* Provided passage:
Playing career: 18 seasons, 1943 & '47-63 -- *Brooklyn/Los Angeles Dodgers 1943 & '47-61, New York Mets 1962-63.
Standout season: 1954 (.304/.373/.579, 106 runs, 176 hits, 42 HR, 130 RBI, 141 OPS+.)
Other noteworthy seasons: 1951, 1952, 1953.
Career highlight stat: 370 HR.
Honoraria and statistical crowns: eight All-Star selections, three NL Gold Gloves at first base (1957-59), games played twice. Member of two World Series champion teams (1955, 1959) and five other NL champions (1947, '49, '52-53, '56). Jersey #14 retired by the Mets.
BBWAA voting: 15 ballots, peaking at 63.4% (on his final ballot).
VC voting: 2003, 61.7% (highest return); 2005, 65.0% (tied for highest return); 2007, 61.0%.
Baseball bonus points: Hodges was a manager for nine seasons with the Senators and Mets, bringing home the 1969 World Series championship to Queens. Once hit four homers in one game, 1950.

* Objective 1: How many lines of the records contain the string "machine"? Reply with the number only.
The baseball profile and the records are unrelated to each other.

* Data shown:
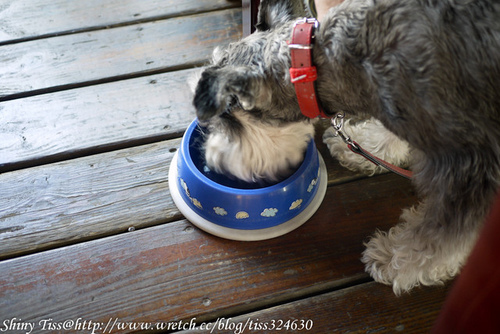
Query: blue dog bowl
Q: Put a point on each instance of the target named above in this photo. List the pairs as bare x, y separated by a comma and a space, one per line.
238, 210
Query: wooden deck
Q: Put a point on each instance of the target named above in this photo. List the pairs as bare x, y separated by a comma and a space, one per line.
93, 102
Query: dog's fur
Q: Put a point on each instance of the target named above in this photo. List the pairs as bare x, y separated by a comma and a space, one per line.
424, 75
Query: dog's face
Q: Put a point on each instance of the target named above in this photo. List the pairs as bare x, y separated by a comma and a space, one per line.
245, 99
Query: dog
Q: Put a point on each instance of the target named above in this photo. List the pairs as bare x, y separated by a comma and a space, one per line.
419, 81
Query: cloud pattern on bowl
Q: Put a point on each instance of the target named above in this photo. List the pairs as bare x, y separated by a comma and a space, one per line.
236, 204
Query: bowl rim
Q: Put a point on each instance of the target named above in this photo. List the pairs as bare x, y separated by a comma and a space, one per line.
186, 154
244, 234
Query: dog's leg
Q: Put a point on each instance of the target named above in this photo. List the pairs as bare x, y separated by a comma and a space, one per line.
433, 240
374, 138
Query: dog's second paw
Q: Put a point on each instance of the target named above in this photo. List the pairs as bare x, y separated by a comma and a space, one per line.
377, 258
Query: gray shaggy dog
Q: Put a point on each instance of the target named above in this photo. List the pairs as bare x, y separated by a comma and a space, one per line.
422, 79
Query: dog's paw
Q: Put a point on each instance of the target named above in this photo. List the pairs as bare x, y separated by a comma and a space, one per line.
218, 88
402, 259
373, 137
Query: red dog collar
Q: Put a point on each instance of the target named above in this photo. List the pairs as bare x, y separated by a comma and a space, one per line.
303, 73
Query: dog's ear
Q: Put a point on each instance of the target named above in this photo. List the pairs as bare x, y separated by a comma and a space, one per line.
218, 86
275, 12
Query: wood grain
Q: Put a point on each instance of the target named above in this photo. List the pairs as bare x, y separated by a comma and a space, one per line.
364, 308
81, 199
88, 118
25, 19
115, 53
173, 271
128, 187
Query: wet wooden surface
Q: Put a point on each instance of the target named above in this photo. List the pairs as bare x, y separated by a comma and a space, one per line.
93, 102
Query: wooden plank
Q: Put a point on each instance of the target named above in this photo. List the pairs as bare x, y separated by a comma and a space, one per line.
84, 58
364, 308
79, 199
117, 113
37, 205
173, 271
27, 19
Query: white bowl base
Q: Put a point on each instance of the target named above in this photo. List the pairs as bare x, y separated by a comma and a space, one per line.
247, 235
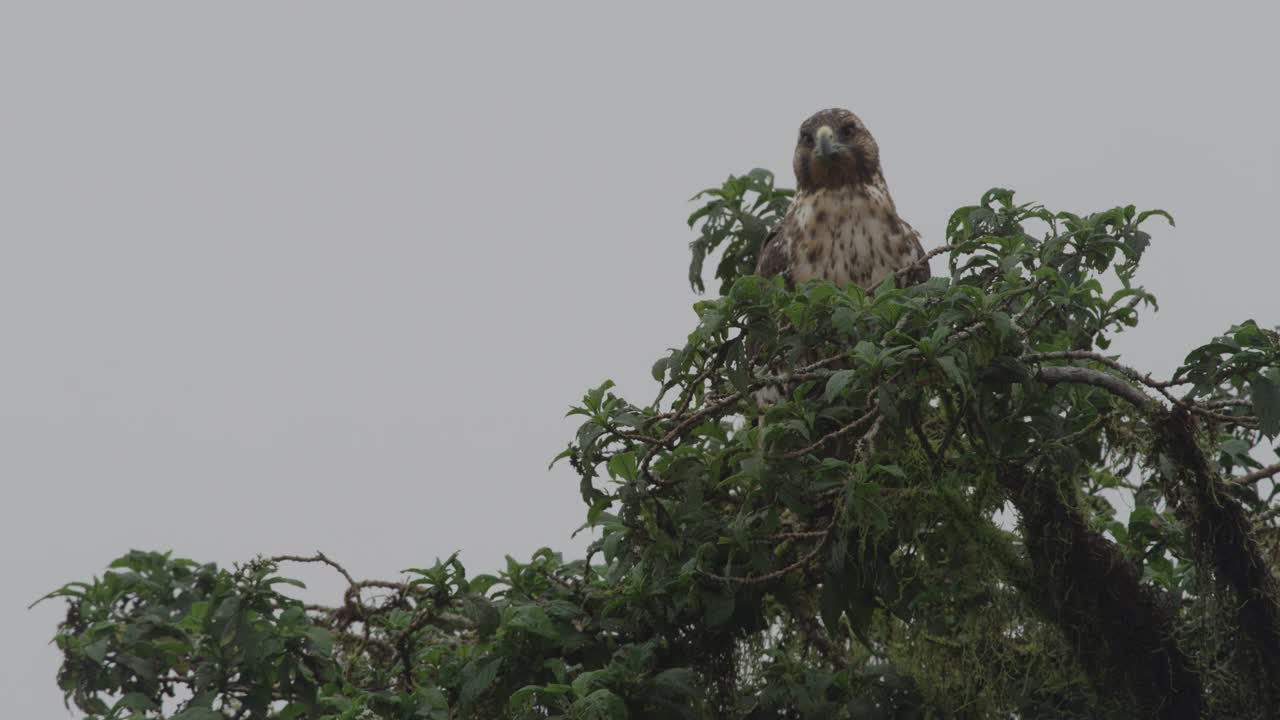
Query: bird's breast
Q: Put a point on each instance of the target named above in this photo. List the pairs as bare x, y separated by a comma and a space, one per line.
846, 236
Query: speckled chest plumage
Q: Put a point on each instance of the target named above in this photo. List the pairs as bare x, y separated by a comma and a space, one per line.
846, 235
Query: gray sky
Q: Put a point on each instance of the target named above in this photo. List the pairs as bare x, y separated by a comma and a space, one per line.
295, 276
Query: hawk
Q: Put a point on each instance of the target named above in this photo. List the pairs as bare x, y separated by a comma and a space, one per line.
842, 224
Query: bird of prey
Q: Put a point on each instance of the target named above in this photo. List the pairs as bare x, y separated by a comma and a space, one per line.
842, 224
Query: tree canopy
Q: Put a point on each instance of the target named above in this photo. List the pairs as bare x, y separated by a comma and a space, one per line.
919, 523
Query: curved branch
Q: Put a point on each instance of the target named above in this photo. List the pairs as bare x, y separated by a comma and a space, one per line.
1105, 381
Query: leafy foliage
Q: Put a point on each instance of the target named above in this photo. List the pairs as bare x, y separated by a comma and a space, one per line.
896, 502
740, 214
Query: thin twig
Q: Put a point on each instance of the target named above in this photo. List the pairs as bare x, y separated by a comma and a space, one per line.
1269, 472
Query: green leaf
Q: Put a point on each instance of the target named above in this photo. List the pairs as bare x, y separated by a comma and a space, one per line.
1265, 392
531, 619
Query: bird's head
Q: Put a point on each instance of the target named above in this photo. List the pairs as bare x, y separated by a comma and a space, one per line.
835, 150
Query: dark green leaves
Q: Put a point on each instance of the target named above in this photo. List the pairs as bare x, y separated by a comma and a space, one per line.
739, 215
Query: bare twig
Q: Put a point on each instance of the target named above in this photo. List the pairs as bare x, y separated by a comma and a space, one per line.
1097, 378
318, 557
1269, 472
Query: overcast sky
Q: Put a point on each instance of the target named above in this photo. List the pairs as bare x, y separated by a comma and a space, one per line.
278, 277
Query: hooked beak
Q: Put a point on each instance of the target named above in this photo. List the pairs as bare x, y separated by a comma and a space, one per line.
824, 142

---

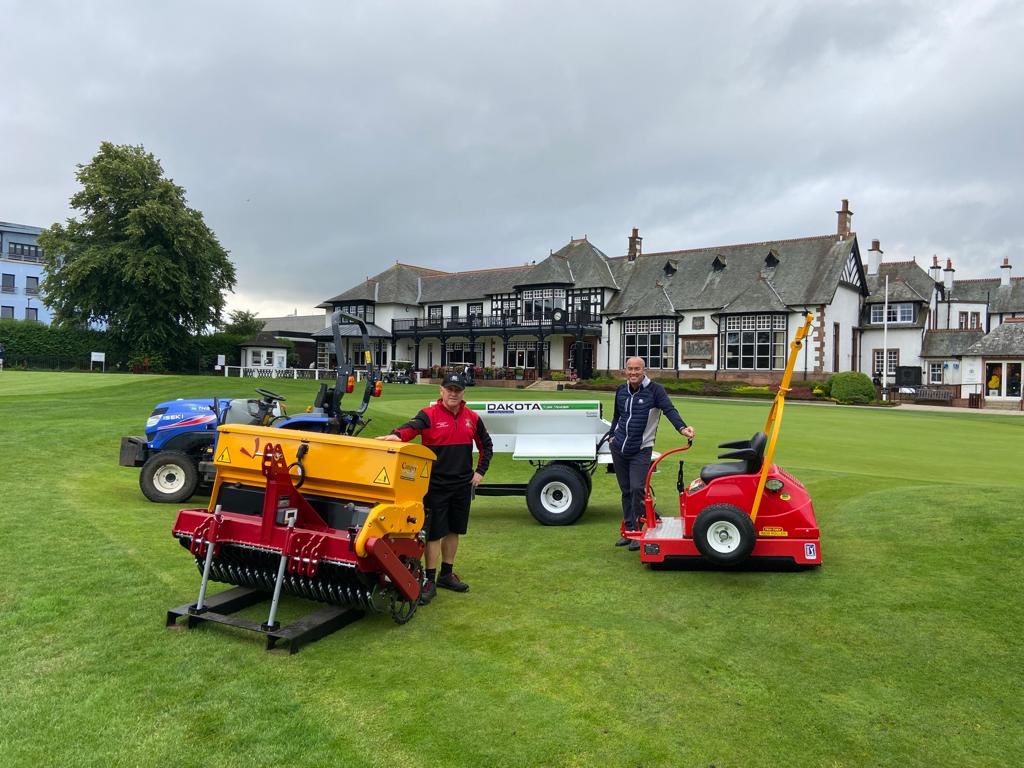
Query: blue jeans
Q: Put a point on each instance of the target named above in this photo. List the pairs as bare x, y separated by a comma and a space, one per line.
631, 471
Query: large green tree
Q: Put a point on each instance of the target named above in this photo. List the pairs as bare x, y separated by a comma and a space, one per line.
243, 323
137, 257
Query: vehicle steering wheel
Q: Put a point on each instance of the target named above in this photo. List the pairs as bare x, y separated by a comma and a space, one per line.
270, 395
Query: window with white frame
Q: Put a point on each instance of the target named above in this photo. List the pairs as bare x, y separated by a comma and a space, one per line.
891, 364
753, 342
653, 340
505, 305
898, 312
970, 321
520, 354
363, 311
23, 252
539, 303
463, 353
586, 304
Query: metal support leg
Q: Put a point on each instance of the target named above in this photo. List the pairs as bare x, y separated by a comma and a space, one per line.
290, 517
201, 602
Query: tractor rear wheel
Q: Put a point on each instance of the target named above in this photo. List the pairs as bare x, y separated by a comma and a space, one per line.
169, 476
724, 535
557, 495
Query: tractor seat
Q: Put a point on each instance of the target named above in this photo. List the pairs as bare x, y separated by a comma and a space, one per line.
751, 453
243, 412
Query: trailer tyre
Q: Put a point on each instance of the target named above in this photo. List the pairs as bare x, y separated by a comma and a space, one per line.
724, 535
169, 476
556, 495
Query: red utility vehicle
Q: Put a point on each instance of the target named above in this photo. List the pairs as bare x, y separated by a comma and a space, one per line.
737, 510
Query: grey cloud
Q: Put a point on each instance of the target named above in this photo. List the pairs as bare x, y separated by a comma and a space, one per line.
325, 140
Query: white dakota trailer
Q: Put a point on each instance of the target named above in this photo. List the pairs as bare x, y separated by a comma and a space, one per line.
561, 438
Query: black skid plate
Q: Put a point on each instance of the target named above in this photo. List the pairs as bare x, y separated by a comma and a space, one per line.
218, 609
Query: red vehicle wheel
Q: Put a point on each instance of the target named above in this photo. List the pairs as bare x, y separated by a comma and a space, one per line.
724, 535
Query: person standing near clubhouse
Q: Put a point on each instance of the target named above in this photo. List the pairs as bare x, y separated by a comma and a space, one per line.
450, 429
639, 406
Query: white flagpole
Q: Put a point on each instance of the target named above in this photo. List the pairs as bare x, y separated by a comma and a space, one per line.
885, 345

* * *

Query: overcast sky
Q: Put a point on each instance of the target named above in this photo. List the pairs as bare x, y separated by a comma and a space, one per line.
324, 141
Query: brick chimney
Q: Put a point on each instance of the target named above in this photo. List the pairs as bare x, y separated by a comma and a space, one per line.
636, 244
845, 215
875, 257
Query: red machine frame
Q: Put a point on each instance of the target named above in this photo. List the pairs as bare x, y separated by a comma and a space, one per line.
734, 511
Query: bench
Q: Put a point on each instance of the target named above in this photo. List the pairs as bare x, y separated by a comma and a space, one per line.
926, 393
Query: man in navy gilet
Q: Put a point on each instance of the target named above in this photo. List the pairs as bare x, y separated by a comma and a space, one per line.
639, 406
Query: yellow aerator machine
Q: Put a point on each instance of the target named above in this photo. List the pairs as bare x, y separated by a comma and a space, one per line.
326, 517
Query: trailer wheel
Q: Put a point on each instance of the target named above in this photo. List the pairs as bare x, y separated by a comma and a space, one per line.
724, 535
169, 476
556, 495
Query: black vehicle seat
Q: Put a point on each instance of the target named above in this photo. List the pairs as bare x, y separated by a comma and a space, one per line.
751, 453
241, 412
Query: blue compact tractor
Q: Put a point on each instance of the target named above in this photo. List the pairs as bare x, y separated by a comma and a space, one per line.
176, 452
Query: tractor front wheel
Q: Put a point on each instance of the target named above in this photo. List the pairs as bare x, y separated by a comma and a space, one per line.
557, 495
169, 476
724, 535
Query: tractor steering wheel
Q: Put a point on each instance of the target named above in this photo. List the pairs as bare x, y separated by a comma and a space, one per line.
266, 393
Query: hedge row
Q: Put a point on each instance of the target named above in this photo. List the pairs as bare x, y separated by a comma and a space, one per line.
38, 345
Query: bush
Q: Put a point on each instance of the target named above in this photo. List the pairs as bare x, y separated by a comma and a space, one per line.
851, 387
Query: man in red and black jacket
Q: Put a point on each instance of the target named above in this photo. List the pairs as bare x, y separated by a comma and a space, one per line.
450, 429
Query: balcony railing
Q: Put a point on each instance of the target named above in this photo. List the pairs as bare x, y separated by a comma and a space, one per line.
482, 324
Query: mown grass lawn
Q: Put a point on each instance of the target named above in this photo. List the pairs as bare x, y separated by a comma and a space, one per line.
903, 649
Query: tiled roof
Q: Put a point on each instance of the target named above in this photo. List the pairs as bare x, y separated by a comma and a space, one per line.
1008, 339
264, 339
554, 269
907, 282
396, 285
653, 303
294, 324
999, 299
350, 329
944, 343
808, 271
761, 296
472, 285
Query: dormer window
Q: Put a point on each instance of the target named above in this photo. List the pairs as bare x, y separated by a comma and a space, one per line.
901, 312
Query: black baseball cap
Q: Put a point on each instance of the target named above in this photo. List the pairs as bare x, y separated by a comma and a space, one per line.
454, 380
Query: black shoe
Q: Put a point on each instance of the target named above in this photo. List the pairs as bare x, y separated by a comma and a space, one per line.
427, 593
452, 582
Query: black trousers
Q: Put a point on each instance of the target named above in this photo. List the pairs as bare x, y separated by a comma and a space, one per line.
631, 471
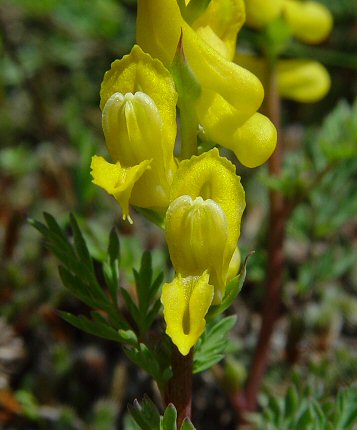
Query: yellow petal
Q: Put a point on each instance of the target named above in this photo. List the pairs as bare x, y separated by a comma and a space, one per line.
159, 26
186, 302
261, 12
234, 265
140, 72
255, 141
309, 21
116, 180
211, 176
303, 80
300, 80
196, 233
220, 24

* Objective 2:
Answer these from the baseball profile:
(a) How many home runs did Hodges hit in his standout season?
(b) Which jersey number did the Mets retire?
(c) In what year did Hodges hit four homers in one game?

* Complete answer 1: 2

* Complete answer 2:
(a) 42
(b) #14
(c) 1950